Último poste da série > 20 de maio de 2020 > Guiné 61/74 - P20994: (D)o outro lado do combate (60): O ataque a Pirada em 15 de julho de 1963 (Jorge Araújo)

sábado, 21 de julho de 2018

Guiné 61/74 - P18863: Bom dia, desde Bissau (Patrício Ribeiro) (8): Os meus passeios pelo Boé - Parte II: 1 de julho de 2018: Béli (e a Fundação Chimbo Daribó), Dandum, Madina do Boé, Canjadude...


Foto nº 5 > Guiné-Bissau > Região do Boé > 1de  julho de 2018 >  Béli > Bangalós da Fundação Chimbo Daribó


Foto nº 6 > Guiné-Bissau > Região do Boé > 1 de  julho de 2018 >   Picada para Dandum


Foto nº 7 > Guiné-Bissau > Região do Boé > 30 de junho de 2018 > Posto de fronteira de Dandum


Foto nº 8 > Guiné-Bissau > Região do Boé > 1 de julho de 2018 > A célebre Fonte da Colina de Madina, construída em 1945 (, data já pouco legível), no tempo do governador Sarmento Rodrigues (I)
**********
→ **OBJETIVO DO EXERCÍCIO**
Prossiga o excerto sobre os passeios pelo Boé a partir do ponto em que termina. Os registos que se seguem são material à parte, sem ligação ao excerto.

→ **LISTAGEM DE DADOS**
**********
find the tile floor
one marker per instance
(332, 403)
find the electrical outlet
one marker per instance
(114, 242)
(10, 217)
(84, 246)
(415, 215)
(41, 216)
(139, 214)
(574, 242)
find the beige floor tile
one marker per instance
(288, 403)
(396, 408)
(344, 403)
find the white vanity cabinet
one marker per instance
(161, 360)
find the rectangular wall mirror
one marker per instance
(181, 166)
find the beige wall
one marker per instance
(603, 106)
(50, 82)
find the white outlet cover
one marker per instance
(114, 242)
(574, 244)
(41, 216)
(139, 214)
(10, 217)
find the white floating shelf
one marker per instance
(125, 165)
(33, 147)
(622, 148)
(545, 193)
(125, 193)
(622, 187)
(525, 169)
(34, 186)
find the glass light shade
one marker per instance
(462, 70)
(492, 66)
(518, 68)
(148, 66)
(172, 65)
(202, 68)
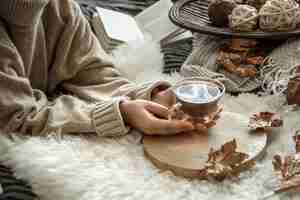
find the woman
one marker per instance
(55, 77)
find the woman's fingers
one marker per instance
(168, 127)
(158, 110)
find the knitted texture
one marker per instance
(53, 81)
(279, 15)
(273, 78)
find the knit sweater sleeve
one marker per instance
(83, 70)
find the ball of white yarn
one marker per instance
(279, 15)
(243, 18)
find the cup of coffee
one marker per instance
(199, 96)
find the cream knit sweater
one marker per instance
(54, 75)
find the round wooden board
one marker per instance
(186, 154)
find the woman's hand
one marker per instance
(151, 118)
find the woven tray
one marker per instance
(192, 15)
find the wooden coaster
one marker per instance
(185, 154)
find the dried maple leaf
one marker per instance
(239, 44)
(233, 63)
(257, 60)
(201, 123)
(263, 120)
(225, 162)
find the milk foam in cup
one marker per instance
(197, 92)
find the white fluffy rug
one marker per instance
(91, 168)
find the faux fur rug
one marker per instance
(93, 168)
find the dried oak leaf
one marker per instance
(264, 120)
(296, 138)
(288, 171)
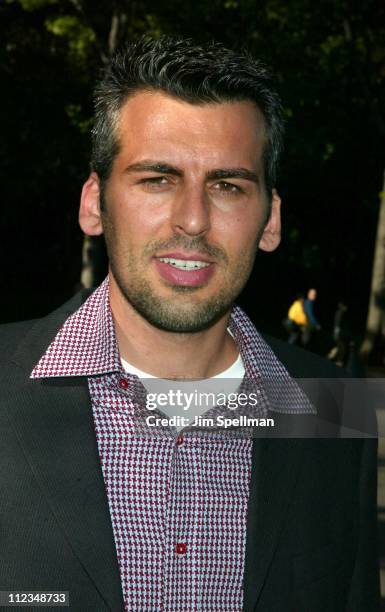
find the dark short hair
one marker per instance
**********
→ **ÁREA DE RESPOSTA**
Foto nº 8A > Guiné-Bissau > Região do Boé > 1 de julho de 2018 > A célebre Fonte da Colina de Madina, construída em 1945 (, data já pouco legível), no tempo do governador Sarmento Rodrigues (II)


Foto nº 9 > Guiné-Bissau > Região do Boé > 1 de julho de 2018 >  Madina do Boé: restos do antigo quartel abandonado pelas NT em 6 de fevereiro de 1969.


Foto nº 10 > Guiné-Bissau > Região do Boé > 1 de julho de 2018 >  Madina do Boé: tabanca.


Foto nº 11 > Guiné-Bissau > Região do Boé > 1 de julho de 2018 >  Madina do Boé: monumento ao herói do PAIGC, Domingos Ramos, morto em 1966.


Foto nº 12 > Guiné-Bissau > Região do Boé > 1 de julho de 2018 >  Caminhos do Boé, com colinas ao fundo.

Fotos (e legendas): © Patrício Ribeiro (2018) Todos os direitos reservados. [Edição e legendagem complementar: Blogue Luís Graça & Camaradas da Guiné]


1. Bom dia, desde Bissau (Patrício Ribeiro) (8) > Os meus passeios pelo Boé - Parte II: 1 de julho de 2018:  Béli, Madina do Boé, Dandum, Canjadude...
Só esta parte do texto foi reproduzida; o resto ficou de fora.